• Exercise directions:
In the March for Life piece below, what did the obstetrician recommend after the irregular ultrasound?
*** Reading text
It’s an important event, this March for Life…thousands of people converging at the Department of Justice to bring attention to a piece of legislation that never should have happened. So many decades later, it’s still a hot button debate argument, and one not likely to move the masses, um, en masse. It’s not the law that has to change, it’s the hearts of people, and when that happens, everything else will change.
I believe the way this happens is one person at a time. One. It’ll get the job done. Because each of us has a story to tell, and if we’d tell it, well, miracles can happen. I know of one. Her story is hers to tell, but I can share my part of it.
I’ve always been plagued by a cloud of doubt in my faith that creeps upon me unexpectedly. Perhaps it’s my academic training to question, maybe it’s some tragic flaw, maybe it’s just what makes me human — the point is, I know the right things to say, but the conviction? Maybe it’s there. Maybe it’s not. That’s not my story today.
My story is about a couple very dear and close to my heart, and the day they called to tell me that their 5th child, the baby she was carrying, had an irregular ultra-sound and would we please pray. Of course. And then the conversation turned to the quite dramatic medical diagnosis, the shocking news that the obstetrician recommended an abortion, and their plan, which wasn’t much of a plan. You see, all they were going to do was trust God.
That’s all. Not much, right?
******
*** Data provided
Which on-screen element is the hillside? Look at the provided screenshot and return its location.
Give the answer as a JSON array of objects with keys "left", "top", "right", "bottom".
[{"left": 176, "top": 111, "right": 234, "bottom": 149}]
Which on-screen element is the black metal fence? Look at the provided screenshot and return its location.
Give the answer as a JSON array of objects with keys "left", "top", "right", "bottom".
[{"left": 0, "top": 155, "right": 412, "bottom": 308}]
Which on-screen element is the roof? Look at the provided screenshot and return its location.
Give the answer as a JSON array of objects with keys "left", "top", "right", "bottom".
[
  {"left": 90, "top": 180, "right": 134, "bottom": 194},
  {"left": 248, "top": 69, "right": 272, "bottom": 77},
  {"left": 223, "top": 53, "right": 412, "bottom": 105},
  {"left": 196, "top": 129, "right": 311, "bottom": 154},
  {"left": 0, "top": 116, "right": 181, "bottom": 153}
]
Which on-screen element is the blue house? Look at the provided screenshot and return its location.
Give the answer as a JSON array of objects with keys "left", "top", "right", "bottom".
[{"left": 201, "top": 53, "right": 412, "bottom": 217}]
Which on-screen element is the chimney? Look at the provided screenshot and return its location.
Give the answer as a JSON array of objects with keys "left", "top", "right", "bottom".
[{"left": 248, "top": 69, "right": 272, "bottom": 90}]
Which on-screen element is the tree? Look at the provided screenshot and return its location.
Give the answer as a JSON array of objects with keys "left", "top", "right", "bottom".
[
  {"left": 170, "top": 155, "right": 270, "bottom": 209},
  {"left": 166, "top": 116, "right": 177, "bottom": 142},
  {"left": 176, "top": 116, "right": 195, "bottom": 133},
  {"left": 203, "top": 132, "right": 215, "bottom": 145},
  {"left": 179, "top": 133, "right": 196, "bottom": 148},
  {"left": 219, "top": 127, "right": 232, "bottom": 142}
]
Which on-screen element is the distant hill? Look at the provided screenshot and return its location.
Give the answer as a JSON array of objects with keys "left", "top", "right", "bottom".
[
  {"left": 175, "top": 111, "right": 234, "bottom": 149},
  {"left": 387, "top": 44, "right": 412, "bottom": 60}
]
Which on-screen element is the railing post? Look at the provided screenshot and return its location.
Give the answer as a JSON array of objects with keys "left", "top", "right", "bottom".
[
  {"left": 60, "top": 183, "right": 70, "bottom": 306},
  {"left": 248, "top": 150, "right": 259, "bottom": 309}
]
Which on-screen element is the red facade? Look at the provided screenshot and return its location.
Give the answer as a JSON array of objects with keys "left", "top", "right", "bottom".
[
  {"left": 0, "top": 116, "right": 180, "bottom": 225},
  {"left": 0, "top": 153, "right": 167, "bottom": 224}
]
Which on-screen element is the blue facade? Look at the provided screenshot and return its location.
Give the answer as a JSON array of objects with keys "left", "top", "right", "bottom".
******
*** Data provided
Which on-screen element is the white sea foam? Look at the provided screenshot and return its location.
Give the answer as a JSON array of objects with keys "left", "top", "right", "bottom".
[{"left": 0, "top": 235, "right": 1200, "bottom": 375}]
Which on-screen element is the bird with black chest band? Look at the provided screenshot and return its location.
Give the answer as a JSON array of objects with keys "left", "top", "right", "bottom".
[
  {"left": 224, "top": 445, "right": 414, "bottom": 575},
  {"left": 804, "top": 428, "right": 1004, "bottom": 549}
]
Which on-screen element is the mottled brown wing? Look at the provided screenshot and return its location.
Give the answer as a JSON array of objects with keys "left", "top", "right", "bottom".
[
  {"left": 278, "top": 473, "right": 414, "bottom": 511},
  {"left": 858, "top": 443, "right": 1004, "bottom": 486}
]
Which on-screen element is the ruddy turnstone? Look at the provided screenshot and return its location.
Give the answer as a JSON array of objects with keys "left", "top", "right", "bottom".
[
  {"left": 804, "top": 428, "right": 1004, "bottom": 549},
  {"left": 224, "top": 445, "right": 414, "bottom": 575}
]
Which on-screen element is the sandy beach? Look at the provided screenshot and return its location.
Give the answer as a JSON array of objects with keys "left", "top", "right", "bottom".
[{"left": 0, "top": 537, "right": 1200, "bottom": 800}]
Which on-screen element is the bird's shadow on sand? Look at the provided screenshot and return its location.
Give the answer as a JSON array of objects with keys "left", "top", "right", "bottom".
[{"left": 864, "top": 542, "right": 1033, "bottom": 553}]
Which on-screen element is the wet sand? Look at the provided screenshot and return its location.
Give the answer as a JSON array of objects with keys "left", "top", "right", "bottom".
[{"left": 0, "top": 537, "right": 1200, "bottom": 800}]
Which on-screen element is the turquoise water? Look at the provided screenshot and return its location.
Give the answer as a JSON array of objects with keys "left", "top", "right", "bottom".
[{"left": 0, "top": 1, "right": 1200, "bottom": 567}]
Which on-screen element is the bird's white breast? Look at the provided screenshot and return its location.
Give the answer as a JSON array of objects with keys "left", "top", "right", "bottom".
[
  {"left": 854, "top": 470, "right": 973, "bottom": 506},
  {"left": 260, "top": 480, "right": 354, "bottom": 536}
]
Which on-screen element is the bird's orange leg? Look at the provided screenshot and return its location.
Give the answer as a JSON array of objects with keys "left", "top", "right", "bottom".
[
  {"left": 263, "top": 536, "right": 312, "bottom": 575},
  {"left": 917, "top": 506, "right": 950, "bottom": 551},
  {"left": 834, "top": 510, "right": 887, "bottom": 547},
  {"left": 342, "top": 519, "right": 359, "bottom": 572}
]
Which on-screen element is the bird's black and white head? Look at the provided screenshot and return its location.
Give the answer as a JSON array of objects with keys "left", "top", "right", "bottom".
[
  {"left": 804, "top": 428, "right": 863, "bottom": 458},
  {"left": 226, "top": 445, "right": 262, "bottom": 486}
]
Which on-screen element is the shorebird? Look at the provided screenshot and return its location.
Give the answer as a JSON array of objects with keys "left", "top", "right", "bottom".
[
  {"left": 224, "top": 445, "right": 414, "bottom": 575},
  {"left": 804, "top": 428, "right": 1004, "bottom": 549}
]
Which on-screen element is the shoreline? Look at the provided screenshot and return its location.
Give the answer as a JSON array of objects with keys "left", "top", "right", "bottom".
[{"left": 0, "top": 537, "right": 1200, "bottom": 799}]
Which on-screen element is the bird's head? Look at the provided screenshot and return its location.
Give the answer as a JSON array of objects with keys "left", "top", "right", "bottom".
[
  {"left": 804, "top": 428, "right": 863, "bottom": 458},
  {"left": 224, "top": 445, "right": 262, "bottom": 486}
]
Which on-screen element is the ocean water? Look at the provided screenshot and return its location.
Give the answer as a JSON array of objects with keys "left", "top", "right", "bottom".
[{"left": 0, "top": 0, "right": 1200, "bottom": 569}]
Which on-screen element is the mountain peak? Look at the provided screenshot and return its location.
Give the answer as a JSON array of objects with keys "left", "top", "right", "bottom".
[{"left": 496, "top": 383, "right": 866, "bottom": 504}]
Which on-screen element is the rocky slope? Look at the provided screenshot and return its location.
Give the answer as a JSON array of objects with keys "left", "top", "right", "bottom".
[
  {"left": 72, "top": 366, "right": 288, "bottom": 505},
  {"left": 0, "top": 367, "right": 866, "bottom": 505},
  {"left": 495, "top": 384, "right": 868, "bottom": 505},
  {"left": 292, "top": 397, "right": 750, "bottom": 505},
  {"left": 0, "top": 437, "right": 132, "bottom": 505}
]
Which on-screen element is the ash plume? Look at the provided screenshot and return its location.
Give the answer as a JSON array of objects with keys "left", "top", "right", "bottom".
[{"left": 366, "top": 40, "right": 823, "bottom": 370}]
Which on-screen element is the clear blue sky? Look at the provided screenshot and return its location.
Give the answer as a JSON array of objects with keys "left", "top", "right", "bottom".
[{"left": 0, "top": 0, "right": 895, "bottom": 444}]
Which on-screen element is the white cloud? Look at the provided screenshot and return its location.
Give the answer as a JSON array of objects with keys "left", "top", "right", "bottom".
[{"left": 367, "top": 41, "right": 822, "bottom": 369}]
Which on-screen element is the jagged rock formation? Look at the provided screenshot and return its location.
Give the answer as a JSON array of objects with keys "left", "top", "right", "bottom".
******
*** Data provided
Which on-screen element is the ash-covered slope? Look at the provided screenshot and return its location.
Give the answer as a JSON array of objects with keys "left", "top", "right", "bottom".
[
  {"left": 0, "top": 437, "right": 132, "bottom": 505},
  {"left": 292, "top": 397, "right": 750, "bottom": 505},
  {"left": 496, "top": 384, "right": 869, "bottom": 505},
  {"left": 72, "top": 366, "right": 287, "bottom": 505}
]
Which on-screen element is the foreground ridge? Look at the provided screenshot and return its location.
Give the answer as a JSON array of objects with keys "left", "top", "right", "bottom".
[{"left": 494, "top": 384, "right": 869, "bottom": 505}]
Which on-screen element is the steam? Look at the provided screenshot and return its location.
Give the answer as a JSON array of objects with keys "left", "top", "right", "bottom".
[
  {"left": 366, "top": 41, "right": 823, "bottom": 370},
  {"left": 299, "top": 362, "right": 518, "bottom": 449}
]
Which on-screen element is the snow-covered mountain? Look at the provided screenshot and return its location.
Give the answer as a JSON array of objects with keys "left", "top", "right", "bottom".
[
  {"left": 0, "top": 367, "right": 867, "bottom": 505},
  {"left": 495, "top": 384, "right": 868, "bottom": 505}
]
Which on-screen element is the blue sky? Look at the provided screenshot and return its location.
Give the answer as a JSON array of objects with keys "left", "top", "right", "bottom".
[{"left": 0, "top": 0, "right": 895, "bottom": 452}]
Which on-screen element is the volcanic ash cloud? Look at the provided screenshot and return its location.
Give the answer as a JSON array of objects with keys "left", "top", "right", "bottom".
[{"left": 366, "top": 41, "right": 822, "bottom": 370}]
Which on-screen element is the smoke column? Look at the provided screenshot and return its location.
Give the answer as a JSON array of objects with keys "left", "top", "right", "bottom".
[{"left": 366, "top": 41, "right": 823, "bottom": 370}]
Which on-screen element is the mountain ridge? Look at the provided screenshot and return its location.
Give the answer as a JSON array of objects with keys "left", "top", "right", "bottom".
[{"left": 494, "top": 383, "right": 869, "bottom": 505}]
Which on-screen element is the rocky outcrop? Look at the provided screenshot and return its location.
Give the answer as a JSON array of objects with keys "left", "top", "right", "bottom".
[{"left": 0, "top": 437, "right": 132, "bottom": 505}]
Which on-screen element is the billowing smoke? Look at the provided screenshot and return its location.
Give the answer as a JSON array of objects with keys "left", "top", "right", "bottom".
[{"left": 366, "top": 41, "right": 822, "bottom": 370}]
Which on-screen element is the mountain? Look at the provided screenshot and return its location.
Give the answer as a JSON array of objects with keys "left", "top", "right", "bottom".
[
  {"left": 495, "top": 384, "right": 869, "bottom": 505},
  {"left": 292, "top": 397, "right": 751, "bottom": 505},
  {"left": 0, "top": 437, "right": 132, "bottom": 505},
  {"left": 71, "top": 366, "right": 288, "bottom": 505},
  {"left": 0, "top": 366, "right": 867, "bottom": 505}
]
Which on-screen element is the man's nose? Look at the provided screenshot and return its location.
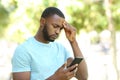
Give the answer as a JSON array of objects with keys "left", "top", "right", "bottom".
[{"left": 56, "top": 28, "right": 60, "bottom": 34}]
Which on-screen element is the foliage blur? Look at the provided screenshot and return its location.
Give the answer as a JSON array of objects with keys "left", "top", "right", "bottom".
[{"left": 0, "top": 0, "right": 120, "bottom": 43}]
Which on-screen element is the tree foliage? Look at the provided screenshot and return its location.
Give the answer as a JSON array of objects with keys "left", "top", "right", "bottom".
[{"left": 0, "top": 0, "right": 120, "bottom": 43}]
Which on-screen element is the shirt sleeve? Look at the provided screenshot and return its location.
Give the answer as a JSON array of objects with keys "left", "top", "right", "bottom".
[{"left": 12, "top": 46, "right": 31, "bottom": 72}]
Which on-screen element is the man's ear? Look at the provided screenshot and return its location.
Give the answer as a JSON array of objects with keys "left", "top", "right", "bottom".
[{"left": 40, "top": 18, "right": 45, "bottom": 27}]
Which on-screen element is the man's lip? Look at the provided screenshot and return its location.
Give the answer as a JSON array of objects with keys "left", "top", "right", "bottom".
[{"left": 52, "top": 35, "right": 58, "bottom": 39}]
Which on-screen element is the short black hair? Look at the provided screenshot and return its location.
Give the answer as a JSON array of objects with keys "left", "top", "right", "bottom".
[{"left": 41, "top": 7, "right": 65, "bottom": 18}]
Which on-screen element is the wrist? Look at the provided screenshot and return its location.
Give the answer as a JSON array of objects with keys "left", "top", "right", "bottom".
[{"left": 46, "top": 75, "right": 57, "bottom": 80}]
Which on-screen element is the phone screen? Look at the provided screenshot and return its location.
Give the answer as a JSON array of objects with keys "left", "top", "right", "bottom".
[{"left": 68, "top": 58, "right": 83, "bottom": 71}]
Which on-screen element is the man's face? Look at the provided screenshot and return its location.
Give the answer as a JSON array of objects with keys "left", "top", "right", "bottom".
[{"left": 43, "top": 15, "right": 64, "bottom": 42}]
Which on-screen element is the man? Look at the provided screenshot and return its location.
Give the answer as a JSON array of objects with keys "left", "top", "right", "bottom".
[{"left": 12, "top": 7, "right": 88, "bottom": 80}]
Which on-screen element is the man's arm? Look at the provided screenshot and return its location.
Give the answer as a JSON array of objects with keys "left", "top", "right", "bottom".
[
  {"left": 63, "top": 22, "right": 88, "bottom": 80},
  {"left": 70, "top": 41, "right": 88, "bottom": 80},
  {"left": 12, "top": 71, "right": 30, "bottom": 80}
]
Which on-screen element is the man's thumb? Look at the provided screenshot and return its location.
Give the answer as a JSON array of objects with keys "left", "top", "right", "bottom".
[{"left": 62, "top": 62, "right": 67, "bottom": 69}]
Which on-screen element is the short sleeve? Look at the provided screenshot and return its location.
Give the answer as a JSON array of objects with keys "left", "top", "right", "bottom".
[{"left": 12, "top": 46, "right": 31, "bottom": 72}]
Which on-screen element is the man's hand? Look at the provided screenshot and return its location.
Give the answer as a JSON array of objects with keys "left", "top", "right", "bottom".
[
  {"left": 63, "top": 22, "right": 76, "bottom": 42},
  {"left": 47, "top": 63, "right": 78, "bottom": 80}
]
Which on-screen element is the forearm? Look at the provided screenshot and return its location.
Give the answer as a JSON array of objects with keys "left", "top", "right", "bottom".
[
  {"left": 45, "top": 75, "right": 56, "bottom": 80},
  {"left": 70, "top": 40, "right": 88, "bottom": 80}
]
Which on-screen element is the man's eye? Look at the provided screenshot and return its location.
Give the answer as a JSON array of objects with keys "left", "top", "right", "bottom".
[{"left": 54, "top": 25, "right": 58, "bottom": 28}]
******
• Task answer:
An abortion.